- Try it -
Each line of the data should be transcribed exactly as given.

*** Input data ***

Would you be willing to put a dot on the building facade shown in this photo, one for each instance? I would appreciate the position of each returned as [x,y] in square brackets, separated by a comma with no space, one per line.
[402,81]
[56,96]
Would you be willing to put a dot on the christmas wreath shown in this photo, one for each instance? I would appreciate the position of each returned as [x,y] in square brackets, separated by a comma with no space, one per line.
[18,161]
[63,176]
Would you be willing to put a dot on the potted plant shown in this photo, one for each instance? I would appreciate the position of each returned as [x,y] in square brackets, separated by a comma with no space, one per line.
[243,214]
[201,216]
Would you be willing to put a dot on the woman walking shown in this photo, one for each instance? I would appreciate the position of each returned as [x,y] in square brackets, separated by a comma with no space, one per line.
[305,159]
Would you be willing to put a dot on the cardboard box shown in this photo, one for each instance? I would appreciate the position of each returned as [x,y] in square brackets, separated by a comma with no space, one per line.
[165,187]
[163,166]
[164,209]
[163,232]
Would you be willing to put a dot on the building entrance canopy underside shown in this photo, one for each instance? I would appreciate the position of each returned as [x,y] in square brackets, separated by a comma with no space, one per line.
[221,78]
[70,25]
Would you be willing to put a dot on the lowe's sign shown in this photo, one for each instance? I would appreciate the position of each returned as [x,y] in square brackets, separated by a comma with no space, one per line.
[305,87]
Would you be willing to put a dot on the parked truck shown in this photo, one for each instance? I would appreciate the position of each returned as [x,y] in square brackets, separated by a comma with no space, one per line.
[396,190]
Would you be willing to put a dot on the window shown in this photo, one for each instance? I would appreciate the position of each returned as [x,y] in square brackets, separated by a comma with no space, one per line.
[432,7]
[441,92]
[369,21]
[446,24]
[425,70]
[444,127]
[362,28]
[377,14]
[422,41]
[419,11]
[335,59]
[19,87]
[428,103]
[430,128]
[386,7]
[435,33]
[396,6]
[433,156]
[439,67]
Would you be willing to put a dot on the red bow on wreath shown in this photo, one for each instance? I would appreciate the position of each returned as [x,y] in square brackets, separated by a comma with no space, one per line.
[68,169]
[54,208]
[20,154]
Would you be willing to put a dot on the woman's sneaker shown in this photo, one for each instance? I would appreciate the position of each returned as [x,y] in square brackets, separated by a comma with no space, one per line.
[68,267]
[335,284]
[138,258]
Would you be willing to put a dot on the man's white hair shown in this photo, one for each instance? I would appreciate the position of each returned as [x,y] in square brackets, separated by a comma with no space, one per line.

***

- Output of the task -
Would you be willing to put a dot on the building facade shown in this photo, one for each instance? I would appreciate the position of each returned as [x,y] in square brackets, separated by a comma with no space, one per line.
[402,81]
[56,96]
Would you be willing to put a dot on the christmas wreath shown in this photo, one for each instance? I would appreciate the position of each returned as [x,y] in square brackets, separated by a comma with no space, one per line.
[18,161]
[63,176]
Would you be willing to put a dot on the potted plant shown in this photo, one for each instance? I would appreciate the position of each returned as [x,y] in square brackets, separated by a comma with no space, one per line.
[243,214]
[201,216]
Would you be willing to put a dot on the woman walking shown in this photo, one for each instance? I would appreciate the position of each returned as [x,y] in square brackets, separated by a comma with no space, one per line.
[305,159]
Would you be willing to put a dot on the cardboard box shown in this photo, one for each instance? I would appreciate the position of each returned as [x,y] in square brackets, separated by a comma with no space, one per line.
[165,187]
[163,166]
[164,209]
[163,232]
Would you be willing to put a dot on the building entrance canopy underside shown in this photo, one for each instance? I would appreciate the position of each returned as [x,y] in square brackets, separated by a comma with no space, one per line.
[221,78]
[70,25]
Would you be willing to put a dot on the lowe's sign shown in this photo, one for each instance? I would appreciate the position of each returned as [x,y] in square brackets, separated by a comma with no space, one per line.
[305,87]
Would you be willing to put a dot on the parked truck shown in this photo, one for each instance? I would appreciate the position of each returned as [x,y] in square brackets, separated by a comma with no space, one per line.
[396,190]
Would you be willing to put a dot on the window shown in this photo, one for each instance? I would appreciate the position of each returned as [x,y] in square brackets, separated by a comma with no space, one per line.
[432,7]
[441,92]
[369,21]
[446,24]
[425,70]
[444,127]
[362,28]
[377,14]
[422,41]
[419,11]
[335,59]
[19,87]
[428,103]
[430,128]
[386,7]
[435,33]
[396,6]
[433,156]
[439,67]
Would you be willing to put a dot on the red bow on wreath shown in this photo, one for each instance? I would appreciate the position of each returned as [x,y] in square brackets, separated by a comma with no space, one per line.
[68,169]
[54,208]
[20,154]
Would you be willing to put a dot on the woman's sneaker shown in this photo, one for each instance? I would appreciate the position of each returned as [x,y] in square brackets, separated by a comma with no space, one per line.
[68,267]
[335,284]
[138,258]
Would you be willing to put a dot on the man's white hair shown in this photo, one for each instance? I would appreciate the position of each returned as [x,y] in square brackets, separated by a comma with no space, one per line.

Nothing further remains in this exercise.